■ EXERCISE REQUIREMENTS
a: Name every variable that the Perl thread's code declares with "my".
b: Reproduce the Perl thread from the words "At the moment" through the words "the symbol properly.".

At the moment I receive "Global symbol "@reference" requires explicit package name." What is the proper way to define this? I'm not even entirely sure my foreach loop functions as desired even once defining the symbol properly.


Solution

  • Fixed:

    use strict;
    use warnings;
    use feature qw( say );
    
    my $in_qfn          = $ARGV[0];
    my $out_qfn         = $ARGV[1];
    my $transcripts_qfn = "/path/TranscriptInfo";
    
    my @transcripts;
    {
       open(my $transcripts_fh, "<", $transcripts_qfn)
          or die("Can't open \"$transcripts_qfn\": $!\n");
       while (<$transcripts_fh>) {
          chomp;
          push @transcripts, [ split(/\t/, $_, -1) ];
       }    
    }
    
    {
       open(my $in_fh, "<", $in_qfn)

■ RAW DATA
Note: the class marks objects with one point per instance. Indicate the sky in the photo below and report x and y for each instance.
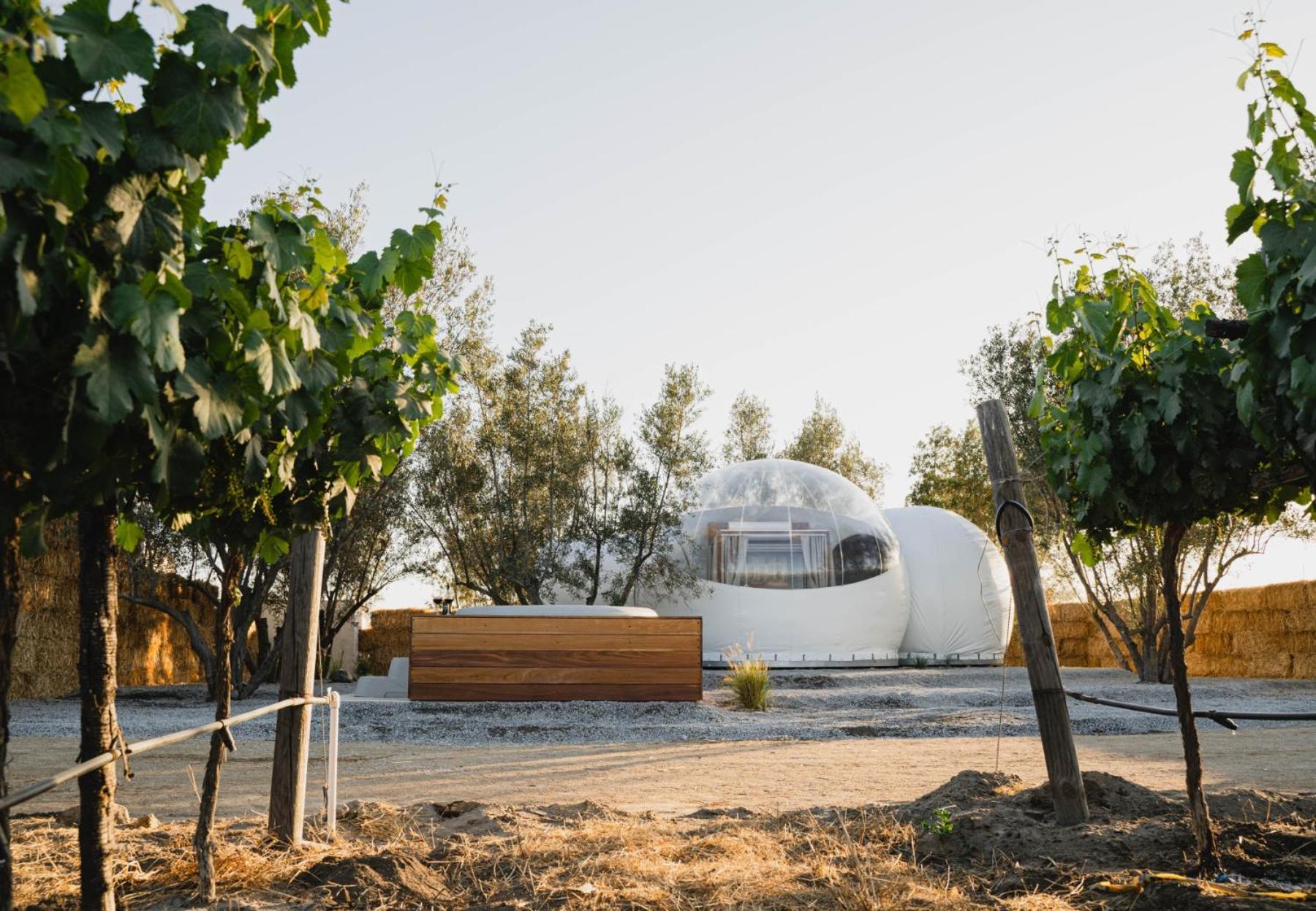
(799, 197)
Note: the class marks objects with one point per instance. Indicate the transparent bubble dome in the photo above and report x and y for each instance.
(787, 526)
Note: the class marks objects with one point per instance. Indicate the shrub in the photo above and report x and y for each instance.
(748, 679)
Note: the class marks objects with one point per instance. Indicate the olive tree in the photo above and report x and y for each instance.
(1138, 431)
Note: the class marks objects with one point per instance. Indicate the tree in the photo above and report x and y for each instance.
(749, 432)
(949, 472)
(499, 482)
(238, 377)
(1274, 376)
(98, 200)
(670, 455)
(824, 442)
(366, 551)
(1140, 432)
(1123, 587)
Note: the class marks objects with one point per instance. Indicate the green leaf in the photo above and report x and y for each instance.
(1084, 549)
(223, 50)
(149, 220)
(32, 534)
(24, 95)
(103, 49)
(67, 181)
(377, 271)
(1303, 376)
(1247, 402)
(1171, 404)
(283, 243)
(238, 258)
(156, 327)
(102, 129)
(128, 534)
(1243, 173)
(197, 113)
(306, 325)
(116, 370)
(256, 462)
(284, 378)
(271, 547)
(1252, 278)
(217, 407)
(256, 350)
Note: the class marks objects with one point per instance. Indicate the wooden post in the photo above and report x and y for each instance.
(1035, 624)
(98, 649)
(296, 678)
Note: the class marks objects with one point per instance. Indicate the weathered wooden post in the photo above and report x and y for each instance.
(296, 678)
(1035, 624)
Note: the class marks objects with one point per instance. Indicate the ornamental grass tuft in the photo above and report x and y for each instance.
(748, 679)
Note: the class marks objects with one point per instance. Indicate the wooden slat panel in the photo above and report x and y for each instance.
(690, 676)
(541, 641)
(427, 657)
(554, 692)
(644, 626)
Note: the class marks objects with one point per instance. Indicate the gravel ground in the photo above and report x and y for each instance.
(809, 705)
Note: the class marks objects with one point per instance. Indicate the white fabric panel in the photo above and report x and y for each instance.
(858, 621)
(960, 598)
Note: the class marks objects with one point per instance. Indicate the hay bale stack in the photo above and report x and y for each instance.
(387, 638)
(1244, 632)
(151, 648)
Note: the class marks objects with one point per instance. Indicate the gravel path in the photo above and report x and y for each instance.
(809, 705)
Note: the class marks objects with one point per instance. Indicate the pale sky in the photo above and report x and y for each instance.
(799, 197)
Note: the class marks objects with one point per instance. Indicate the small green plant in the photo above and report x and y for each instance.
(940, 823)
(748, 679)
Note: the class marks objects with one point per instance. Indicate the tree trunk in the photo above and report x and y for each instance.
(292, 727)
(98, 644)
(8, 633)
(203, 840)
(266, 669)
(184, 618)
(1209, 858)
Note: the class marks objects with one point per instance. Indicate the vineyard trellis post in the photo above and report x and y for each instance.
(1015, 528)
(296, 678)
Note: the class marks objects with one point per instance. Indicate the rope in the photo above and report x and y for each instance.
(1144, 880)
(1019, 506)
(1224, 719)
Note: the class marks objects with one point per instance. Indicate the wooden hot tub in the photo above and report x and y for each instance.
(556, 653)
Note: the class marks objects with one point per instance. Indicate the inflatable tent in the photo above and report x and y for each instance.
(961, 610)
(798, 565)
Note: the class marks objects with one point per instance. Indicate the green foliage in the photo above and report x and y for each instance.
(749, 431)
(748, 679)
(940, 823)
(1138, 427)
(949, 470)
(103, 252)
(243, 377)
(822, 440)
(1274, 379)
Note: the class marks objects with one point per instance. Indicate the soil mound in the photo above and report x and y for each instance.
(967, 789)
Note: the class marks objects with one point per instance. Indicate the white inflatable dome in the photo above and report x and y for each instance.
(799, 567)
(961, 610)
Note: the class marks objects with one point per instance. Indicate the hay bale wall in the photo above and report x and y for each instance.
(1244, 632)
(151, 648)
(387, 638)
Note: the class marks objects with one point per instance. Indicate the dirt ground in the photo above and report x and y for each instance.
(677, 779)
(980, 840)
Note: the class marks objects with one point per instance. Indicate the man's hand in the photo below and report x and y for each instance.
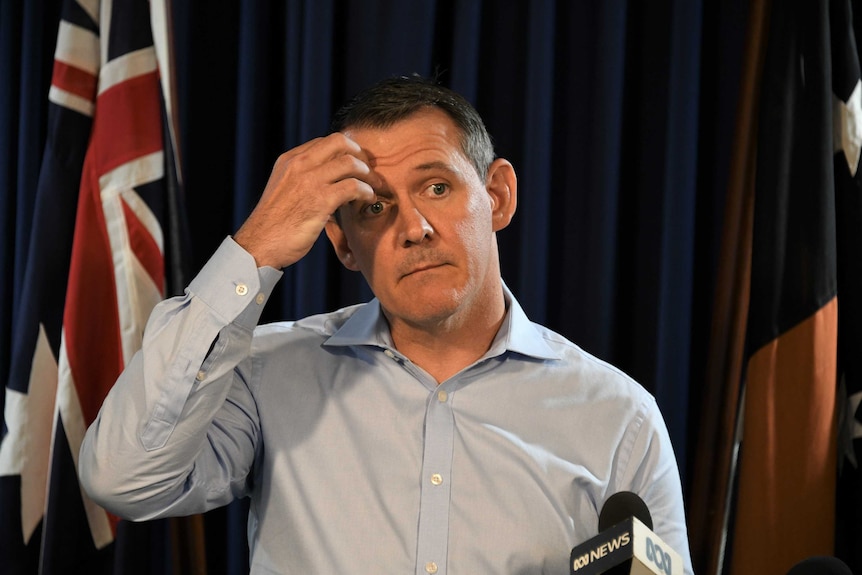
(307, 185)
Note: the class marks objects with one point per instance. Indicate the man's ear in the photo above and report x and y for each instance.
(339, 241)
(502, 187)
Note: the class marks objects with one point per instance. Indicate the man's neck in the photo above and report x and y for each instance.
(443, 349)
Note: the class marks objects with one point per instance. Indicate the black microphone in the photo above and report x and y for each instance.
(619, 507)
(820, 565)
(625, 543)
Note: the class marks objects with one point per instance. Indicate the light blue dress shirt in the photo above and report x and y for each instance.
(355, 460)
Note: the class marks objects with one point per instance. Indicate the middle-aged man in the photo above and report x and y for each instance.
(434, 429)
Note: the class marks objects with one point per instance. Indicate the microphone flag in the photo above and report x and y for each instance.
(628, 540)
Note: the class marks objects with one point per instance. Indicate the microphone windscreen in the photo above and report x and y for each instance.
(622, 505)
(821, 565)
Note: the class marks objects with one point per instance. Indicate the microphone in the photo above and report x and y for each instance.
(626, 543)
(820, 565)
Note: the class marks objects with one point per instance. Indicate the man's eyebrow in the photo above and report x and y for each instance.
(432, 166)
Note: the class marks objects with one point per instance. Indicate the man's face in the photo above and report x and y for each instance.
(427, 246)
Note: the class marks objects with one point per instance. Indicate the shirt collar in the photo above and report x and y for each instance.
(368, 326)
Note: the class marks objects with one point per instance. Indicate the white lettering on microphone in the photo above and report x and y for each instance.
(601, 551)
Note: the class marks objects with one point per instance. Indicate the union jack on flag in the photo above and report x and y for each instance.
(95, 268)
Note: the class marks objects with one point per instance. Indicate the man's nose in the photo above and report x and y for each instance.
(414, 228)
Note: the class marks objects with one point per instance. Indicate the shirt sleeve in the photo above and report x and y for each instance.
(653, 474)
(178, 432)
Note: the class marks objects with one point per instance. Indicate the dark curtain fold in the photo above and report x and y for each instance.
(617, 116)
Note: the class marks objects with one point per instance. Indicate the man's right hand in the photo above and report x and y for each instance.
(306, 186)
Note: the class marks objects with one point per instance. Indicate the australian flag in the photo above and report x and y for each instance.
(105, 225)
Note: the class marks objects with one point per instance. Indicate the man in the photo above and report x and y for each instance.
(432, 430)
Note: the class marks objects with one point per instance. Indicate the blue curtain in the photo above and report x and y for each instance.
(617, 116)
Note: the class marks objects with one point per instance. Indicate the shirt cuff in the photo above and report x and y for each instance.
(232, 285)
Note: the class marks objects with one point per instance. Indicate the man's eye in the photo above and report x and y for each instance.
(375, 208)
(438, 189)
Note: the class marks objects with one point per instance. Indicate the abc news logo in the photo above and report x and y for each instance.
(654, 552)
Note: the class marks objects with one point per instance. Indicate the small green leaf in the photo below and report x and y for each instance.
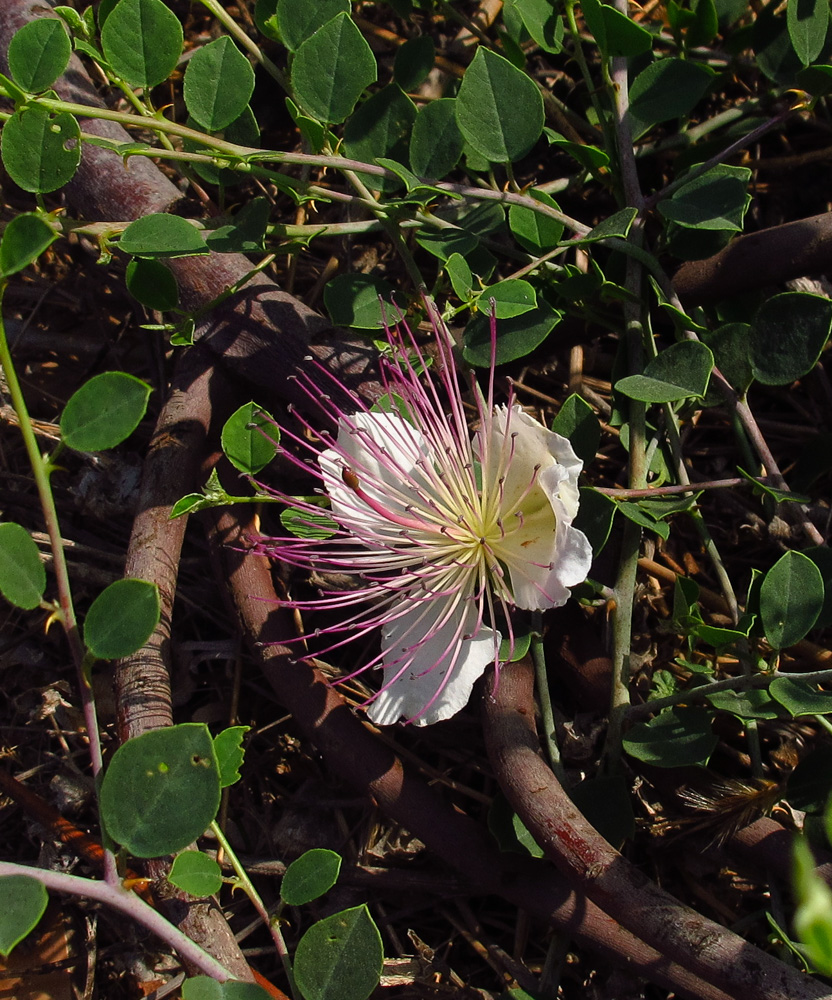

■ THE RESULTS
a:
$in_qfn
$out_qfn
$transcripts_qfn
@transcripts
$transcripts_fh
$in_fh

b:
At the moment I receive "Global symbol "@reference" requires explicit package name." What is the proper way to define this? I'm not even entirely sure my foreach loop functions as desired even once defining the symbol properly.